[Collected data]
▶

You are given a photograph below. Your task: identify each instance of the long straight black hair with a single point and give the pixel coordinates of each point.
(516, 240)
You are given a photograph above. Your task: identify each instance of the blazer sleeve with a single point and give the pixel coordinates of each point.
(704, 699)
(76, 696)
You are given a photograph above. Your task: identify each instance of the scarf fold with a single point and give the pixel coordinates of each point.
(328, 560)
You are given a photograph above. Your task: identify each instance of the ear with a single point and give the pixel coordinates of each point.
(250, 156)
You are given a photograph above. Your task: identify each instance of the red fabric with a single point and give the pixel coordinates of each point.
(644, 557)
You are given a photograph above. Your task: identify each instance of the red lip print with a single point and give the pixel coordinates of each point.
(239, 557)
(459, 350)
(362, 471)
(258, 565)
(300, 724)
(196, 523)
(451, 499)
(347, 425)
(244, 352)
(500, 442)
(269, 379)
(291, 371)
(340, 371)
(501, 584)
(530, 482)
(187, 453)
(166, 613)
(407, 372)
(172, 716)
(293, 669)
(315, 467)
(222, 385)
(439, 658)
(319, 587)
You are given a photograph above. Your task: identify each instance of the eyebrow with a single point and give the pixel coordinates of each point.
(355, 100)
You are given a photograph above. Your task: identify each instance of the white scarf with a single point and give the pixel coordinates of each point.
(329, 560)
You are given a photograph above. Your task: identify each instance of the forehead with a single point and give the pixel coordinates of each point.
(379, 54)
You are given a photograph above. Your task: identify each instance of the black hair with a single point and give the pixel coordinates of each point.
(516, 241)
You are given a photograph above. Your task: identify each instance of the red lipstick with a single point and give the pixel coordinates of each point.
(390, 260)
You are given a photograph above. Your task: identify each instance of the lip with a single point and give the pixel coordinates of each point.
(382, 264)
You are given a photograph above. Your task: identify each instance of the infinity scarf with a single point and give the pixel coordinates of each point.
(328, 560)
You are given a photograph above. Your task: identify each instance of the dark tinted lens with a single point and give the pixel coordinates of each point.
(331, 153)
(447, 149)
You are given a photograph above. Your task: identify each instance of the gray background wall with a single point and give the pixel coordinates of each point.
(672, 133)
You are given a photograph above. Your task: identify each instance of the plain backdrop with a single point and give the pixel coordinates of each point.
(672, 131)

◀

## Assigned task
Return each entry from above without altering a single character.

## Answer for the task
You are given a photograph below. Your task: identify each instance of the long straight black hair with a single point and give the pixel coordinates of each point.
(516, 240)
You are given a photograph above. Your task: identify each instance of the blazer sleeve with a single point and give the pixel coordinates of each point.
(704, 699)
(76, 696)
You are given a photograph above. Your task: identify each instance of the scarf fold with a single point and give the pixel coordinates of each point.
(328, 560)
You are given a photograph above. Your task: identify each instance of the ear with a single point and give the pixel coordinates of each point.
(250, 156)
You are given a photograph above. Your task: identify each instance of the red fabric with a single point and give the pixel coordinates of each point.
(644, 557)
You are given a photograph above. Your task: identify each instance of the red lip print with a single point and give the pixel coordinates of each point.
(239, 557)
(459, 350)
(362, 471)
(258, 565)
(300, 724)
(196, 523)
(451, 499)
(347, 425)
(244, 352)
(500, 442)
(269, 379)
(291, 371)
(340, 371)
(501, 584)
(530, 482)
(187, 453)
(166, 613)
(407, 372)
(172, 716)
(293, 669)
(315, 467)
(222, 385)
(439, 658)
(319, 587)
You are given a photograph above. Your task: identify each instance of the eyebrow with a single point and give the pixel coordinates of each point.
(355, 100)
You are given a photograph above. Your task: identify each instance of the white scarf with a single point and give the pixel coordinates of each point.
(329, 560)
You are given a photograph above. Your task: identify each instance of the forehead with a single point and give the pixel coordinates of each point.
(379, 54)
You are given a photograph above. Your task: identify each instance of the black hair with a single point and give the pixel coordinates of each point.
(516, 241)
You are given a photograph above. Your task: identify each instance of the red lipstick with a single point and give the pixel coordinates of each point.
(390, 260)
You are given a photograph above. Your task: identify each instance of the lip with a single point and give the pixel coordinates of each point.
(382, 264)
You are given a photograph above. Your task: identify each instance of the infinity scarf with a single point and give the pixel coordinates of each point.
(328, 560)
You are given a photograph above. Your task: identify each instance of the dark tinted lens with a single point and give the pixel coordinates of each point.
(331, 153)
(447, 149)
You are given a photograph above. Your task: identify each instance of the gray background wall with a single point and give the pixel coordinates of each point.
(672, 133)
You are given a photograph above. Your task: identify each instance of the plain backdrop with a single point and give the pixel coordinates of each point.
(672, 131)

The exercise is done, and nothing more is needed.